====== TASK MATERIAL

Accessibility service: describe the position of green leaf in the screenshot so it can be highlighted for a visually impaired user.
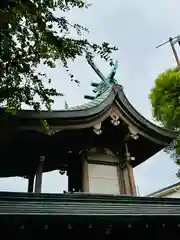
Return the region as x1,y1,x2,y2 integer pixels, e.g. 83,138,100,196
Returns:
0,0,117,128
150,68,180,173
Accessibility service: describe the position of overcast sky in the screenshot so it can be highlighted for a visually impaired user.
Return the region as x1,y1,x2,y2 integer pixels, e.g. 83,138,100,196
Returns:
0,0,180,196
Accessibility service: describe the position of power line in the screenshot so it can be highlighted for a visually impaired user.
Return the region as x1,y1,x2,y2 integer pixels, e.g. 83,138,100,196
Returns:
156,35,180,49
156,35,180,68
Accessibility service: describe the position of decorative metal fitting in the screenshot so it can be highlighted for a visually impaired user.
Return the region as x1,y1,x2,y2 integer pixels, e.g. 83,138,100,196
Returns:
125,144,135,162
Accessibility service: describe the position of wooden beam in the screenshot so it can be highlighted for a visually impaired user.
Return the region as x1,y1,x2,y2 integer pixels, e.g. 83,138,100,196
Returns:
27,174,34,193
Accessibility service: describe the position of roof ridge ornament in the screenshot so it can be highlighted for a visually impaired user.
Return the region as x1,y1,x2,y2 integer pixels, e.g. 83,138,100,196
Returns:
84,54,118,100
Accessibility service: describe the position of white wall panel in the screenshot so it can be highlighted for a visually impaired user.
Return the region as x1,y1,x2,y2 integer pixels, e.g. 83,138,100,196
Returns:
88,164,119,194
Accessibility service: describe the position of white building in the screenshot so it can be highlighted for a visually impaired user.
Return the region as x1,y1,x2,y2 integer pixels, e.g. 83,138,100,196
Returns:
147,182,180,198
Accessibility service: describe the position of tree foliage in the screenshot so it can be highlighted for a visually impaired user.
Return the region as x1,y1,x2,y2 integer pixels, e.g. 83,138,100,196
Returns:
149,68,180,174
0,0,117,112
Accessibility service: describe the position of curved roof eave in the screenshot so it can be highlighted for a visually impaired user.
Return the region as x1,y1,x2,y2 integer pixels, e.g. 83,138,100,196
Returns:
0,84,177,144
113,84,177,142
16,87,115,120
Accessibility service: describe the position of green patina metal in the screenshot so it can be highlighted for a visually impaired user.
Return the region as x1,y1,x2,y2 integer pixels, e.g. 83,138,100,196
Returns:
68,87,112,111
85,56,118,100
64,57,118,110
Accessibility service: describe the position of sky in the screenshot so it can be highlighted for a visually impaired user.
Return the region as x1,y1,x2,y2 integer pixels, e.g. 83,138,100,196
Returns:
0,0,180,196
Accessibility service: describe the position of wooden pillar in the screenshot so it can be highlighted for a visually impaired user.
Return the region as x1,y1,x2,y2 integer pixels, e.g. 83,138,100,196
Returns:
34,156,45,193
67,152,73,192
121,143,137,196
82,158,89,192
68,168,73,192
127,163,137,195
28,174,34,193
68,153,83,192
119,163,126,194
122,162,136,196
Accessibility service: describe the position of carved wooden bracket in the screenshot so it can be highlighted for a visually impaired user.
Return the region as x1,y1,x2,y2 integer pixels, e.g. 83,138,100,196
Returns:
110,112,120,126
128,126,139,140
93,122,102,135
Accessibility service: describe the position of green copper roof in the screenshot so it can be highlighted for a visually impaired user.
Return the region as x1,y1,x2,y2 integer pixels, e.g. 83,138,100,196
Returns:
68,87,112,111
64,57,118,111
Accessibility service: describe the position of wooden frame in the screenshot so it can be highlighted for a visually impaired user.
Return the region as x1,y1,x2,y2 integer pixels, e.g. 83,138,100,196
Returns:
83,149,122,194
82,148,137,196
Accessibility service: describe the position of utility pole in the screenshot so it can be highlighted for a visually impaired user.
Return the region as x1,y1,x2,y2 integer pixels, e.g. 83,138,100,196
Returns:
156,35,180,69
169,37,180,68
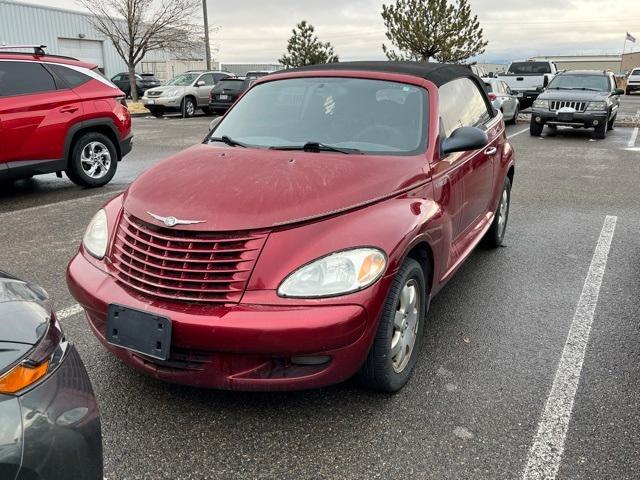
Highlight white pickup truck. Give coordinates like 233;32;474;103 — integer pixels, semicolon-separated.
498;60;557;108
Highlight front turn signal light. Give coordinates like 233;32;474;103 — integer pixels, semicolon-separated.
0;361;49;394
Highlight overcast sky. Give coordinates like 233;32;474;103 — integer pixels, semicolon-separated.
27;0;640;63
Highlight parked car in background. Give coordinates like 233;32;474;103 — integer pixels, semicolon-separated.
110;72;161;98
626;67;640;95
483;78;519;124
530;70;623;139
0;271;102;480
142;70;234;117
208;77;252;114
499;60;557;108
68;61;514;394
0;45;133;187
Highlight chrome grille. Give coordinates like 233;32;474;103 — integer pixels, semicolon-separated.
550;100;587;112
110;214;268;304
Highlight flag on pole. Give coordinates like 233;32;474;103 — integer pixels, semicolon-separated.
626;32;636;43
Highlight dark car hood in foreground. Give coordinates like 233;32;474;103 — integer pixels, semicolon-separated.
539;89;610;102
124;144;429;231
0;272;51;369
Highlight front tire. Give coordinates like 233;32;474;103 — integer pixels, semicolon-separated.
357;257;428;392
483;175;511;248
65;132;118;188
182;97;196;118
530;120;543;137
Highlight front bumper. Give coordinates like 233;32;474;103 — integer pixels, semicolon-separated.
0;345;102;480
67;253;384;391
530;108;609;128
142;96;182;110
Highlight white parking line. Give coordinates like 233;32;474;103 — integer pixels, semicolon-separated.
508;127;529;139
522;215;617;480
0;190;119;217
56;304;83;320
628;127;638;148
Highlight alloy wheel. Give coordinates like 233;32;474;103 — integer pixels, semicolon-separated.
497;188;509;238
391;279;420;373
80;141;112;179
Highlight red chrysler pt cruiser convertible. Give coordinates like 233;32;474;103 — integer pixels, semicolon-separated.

============

TASK OBJECTIVE
Write out the records once more, word for word, though without the pictures they contain.

RESULT OF THE TASK
Accessibility service: describe the position of green leaf in the screenshot so it can be highlighted for a visually impaired user.
Return the region as x1,y1,x2,y2 integer pixels, e.g. 83,138,100,196
Returns:
0,0,117,128
150,68,180,173
Accessibility service: describe the position of overcast sky in the screenshot so it can be highlighted for a visually impaired user.
Return the region as x1,y1,x2,y2 integer pixels, e.g. 83,138,100,196
Returns:
0,0,180,196
Accessibility service: describe the position of power line in the screenshot so it can be highlighted for a visually impaired user.
Return the region as x1,y1,x2,y2 integer pixels, e.g. 83,138,100,196
Returns:
156,35,180,49
156,35,180,68
Accessibility service: describe the position of decorative metal fitting in the screenshot so it can be highlighted for a visually impaired user.
Return the region as x1,y1,x2,y2 integer pixels, e.g. 83,138,100,196
Returns:
125,144,135,162
Accessibility service: describe the position of wooden beam in the screenshot so it can be highlighted for a visually impaired user.
Return the region as x1,y1,x2,y2 integer pixels, e.g. 83,138,100,196
Returns:
27,174,34,193
Accessibility service: describe the position of roof ridge ornament in the screenshot so it can be highlighted for a visually impaired user.
Return the region as x1,y1,x2,y2 integer pixels, e.g. 83,138,100,196
Returns:
84,54,118,100
Accessibility service: describe the position of white wall panel in the screenshot so it can be highlighted for a visually impaired user.
Return the region as x1,y1,x2,y2 integer pixels, e.g. 83,138,100,196
Returns:
88,164,119,194
Accessibility service: describe the position of white building in the screenshot so it can be highlighted for a visually impaired user.
Return the region as x1,y1,x2,y2 integer pixels, e.g. 83,138,100,196
Returns:
147,182,180,198
Accessibility service: describe the position of tree foliage in the screenshot so it can be highlighted for a visually impaired user.
Return the region as x1,y1,x2,y2 integer pixels, e.g. 83,138,100,196
Returns:
149,68,180,174
0,0,117,112
Accessibility service: describe the position of curved roof eave in the screenshot so it can be highlighted for a visually impaired user.
Return the region as x1,y1,x2,y2 integer pixels, e.g. 83,138,100,196
Returns:
0,84,177,144
113,84,177,142
16,87,115,120
Accessibility service: describe the position of green patina metal in the screenshot so it can be highlighted for a visually impaired user.
Return the region as x1,y1,x2,y2 integer pixels, e.g. 83,138,100,196
Returns:
68,87,112,111
85,56,118,100
64,57,118,110
Accessibility service: describe the position of sky in the screenshot so it can be highlighted for a visually impaired user.
Return the region as x1,y1,x2,y2 integer pixels, e.g. 83,138,100,196
Returns:
0,0,180,196
Accessibility service: describe the position of wooden pillar in the screenshot so it can be highlighted for a visually impaired user.
Return the region as x1,y1,x2,y2 integer pixels, e.g. 83,138,100,196
Returns:
34,156,45,193
67,152,73,192
121,143,137,196
82,158,89,192
68,168,73,192
127,163,137,195
28,174,34,193
68,153,83,192
119,163,126,194
122,162,136,196
Accessibility service: describe the position of carved wooden bracket in the screenshot so it can be highlighted for a visually impaired user.
Return the region as x1,y1,x2,y2 integer pixels, e.g. 83,138,100,196
Returns:
110,112,120,126
128,126,139,140
93,122,102,135
Accessibility service: describe the position of green copper roof in the screenshot so it can be highlighted for a visually impaired user.
Return the region as x1,y1,x2,y2 integer pixels, e.g. 83,138,100,196
Returns:
68,87,112,111
64,57,118,111
Accessibility service: describe the position of wooden frame in the screenshot so it can be highlighted for a visually impaired user.
Return the region as x1,y1,x2,y2 integer pixels, e.g. 83,138,100,196
Returns:
83,149,122,194
82,148,137,196
Accessibility service: describe the position of utility pole in the screenshot so it can be highlighted for a visually impaired user.
Return the region as x1,y1,x2,y2 integer pixels, e.g. 83,138,100,196
Returns:
156,35,180,69
169,37,180,68
Highlight white pickup truck. Give coordinates like 233;32;474;103 — integer pixels, semicolon-separated.
498;60;557;108
Highlight front turn signal light. Give coordinates like 233;32;474;103 — integer pixels, semicolon-separated.
0;361;49;394
Highlight overcast sky. Give coordinates like 233;32;474;103 — integer pixels, semicolon-separated.
27;0;640;63
Highlight parked car in background. Give coordinates like 233;32;474;103 — integer pixels, semicolon-separated.
110;72;161;98
626;67;640;95
483;78;519;124
530;70;623;139
0;271;102;480
142;70;234;117
208;77;252;114
499;60;557;108
68;61;514;394
0;45;133;187
Highlight chrome grille. Give coordinates like 233;32;474;103 — integer pixels, semicolon-separated.
550;100;587;112
110;214;268;304
Highlight flag on pole. Give coordinates like 233;32;474;103 — integer pixels, semicolon-separated.
626;32;636;43
Highlight dark car hood in foreground. Give coordinates like 233;32;474;103 — integer pixels, semicolon-separated.
539;89;610;102
124;144;429;231
0;272;51;369
Highlight front tire. Give coordinates like 233;32;474;103 — integer pixels, semicolon-separated.
357;257;428;392
483;175;511;248
65;132;118;188
182;97;196;118
530;120;543;137
Highlight front bumper. Give coordinates like 233;32;474;103 — integer pixels, semicolon-separated.
0;345;102;480
67;253;384;391
530;108;609;128
142;96;182;110
Highlight white parking line. Give coordinates like 233;32;474;103 — integer pixels, semicolon-separated.
508;127;529;139
522;215;617;480
0;190;119;217
56;304;83;320
628;127;638;148
Highlight alloy wheel. Give coordinates like 233;32;474;103 — integer pixels, semicolon-separated.
497;188;509;238
391;279;420;373
80;141;112;179
Highlight red chrysler pt cruiser convertible. Give coordinates like 233;32;474;103 — integer pixels, semicolon-separated.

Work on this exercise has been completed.